##### EXCERPTED RECORDS #####

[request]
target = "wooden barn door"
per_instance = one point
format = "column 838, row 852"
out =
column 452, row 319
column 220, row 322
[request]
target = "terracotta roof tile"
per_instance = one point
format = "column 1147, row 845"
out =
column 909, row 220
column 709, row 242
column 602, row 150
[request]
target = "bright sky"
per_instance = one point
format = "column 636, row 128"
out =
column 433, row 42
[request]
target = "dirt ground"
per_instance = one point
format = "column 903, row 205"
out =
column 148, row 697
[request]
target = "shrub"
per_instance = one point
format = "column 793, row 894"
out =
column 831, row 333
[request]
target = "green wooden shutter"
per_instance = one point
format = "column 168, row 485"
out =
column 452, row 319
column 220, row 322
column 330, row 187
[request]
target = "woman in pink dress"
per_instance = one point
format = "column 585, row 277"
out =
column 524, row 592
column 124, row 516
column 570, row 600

#####

GOAL: Pull out every line in the records that contains the string "format". Uppercase and lowercase letters count as different.

ANSWER TO THIS EXERCISE:
format = "column 838, row 852"
format = "column 1147, row 845"
format = "column 636, row 128"
format = "column 903, row 205"
format = "column 793, row 894"
format = "column 168, row 485"
format = "column 585, row 277"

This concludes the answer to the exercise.